● Coordinate annotation entries:
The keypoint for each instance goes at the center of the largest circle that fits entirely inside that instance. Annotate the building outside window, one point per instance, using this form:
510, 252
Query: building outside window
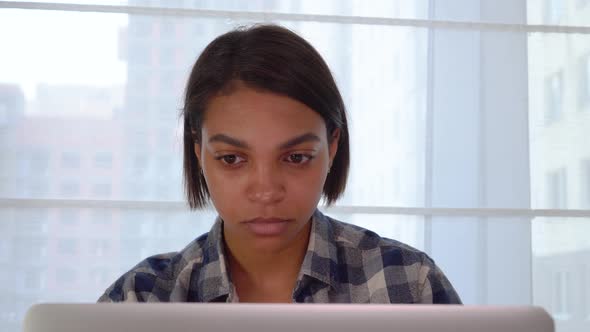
554, 95
561, 295
557, 189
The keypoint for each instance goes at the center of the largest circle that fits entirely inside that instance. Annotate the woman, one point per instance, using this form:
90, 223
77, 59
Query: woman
265, 137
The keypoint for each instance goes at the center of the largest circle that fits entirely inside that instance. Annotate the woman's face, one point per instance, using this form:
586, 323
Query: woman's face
265, 158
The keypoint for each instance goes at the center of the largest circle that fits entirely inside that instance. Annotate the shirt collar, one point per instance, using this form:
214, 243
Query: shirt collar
213, 281
321, 258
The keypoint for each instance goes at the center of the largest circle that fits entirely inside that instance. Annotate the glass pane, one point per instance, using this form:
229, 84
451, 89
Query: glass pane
99, 119
561, 270
476, 253
559, 120
558, 12
378, 8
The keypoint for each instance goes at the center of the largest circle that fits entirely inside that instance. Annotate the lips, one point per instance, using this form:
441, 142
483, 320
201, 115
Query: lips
267, 226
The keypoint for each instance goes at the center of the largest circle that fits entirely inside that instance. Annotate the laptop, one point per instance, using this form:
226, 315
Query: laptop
228, 317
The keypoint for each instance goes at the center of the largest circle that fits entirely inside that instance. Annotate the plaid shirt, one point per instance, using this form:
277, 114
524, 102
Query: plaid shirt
343, 264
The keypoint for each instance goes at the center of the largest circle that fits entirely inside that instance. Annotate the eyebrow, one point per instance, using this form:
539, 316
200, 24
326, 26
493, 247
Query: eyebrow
223, 138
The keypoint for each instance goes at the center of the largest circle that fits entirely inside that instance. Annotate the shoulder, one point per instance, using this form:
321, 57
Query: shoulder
155, 278
393, 269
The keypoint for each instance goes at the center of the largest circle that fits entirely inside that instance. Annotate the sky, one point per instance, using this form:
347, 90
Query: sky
55, 47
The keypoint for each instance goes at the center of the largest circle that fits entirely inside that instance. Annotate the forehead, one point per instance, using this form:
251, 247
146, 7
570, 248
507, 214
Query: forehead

● What to do:
Rewrite every entry above with "largest circle" replaced by "biggest circle" and all other text left unchanged. Omit the pictures from the result.

● Response to the task:
The keypoint for each instance goes at the center of the biggest circle that fits entirely inside that instance. Annotate the building outside window, one point per instance, using this form:
510, 252
Query: building outside window
554, 95
561, 295
557, 189
The keypoint for each instance goes at the center of the biggest circle that fits entirely inside that instance. Annotate the woman, one point per instance, using this form:
90, 223
77, 59
Query: woman
265, 137
The keypoint for each instance goes at the center of the biggest circle that fits entirely inside that instance. Annotate the woman's face, one point per instance, using this form:
586, 323
Query: woman's face
265, 158
The keypoint for each instance goes at the center of the biggest circle that fits entirely inside that instance. Annotate the shirt collar, one point per instance, using this form:
214, 243
Query: shirt collar
213, 281
321, 258
The keypoint for each instance goes at the center of the biggest circle that fits entirely inside that instance. Annotate the glass pane, one point per instance, using this form:
229, 84
451, 89
Query: glass pane
99, 119
561, 270
476, 253
559, 120
558, 12
378, 8
The keypoint for each instance goes at the center of the biggest circle that fits entirely inside that instance. Annotate the lips, one point per instance, using this form:
441, 142
483, 320
201, 115
Query: lips
267, 226
The keypoint for each instance goes at the center of the biggest circle that fits entirely inside that instance. Annotate the laptop, one point per instance, using this form:
226, 315
Query: laptop
228, 317
The keypoint for each instance goes at the center of the biggest circle that fits entirely inside that instance. Annotate the plaid shirt, one point per instance, using this form:
277, 114
524, 102
Query: plaid shirt
343, 264
The keypoint for each instance goes at the center of the biggest circle that fits entirely inside that instance. Annotate the eyebrow, one point per instance, using this form:
539, 316
200, 24
326, 26
493, 247
Query: eyebrow
223, 138
The keypoint for each instance goes at the center of the biggest circle that fits entirely inside that instance. Annotate the shoulder, one point per instance, using this form:
321, 57
Query: shoulder
155, 278
393, 269
The keypoint for each instance goes at the center of the biggest circle that fits entirely inside that instance. Annotate the sky, one point per instance, using this form:
347, 90
Query: sky
55, 47
The keypoint for each instance goes at the center of the biggest circle that fits entirely inside that instance. Annotate the forehead, one point per instance, using this form:
251, 247
146, 7
570, 248
507, 214
Query: forehead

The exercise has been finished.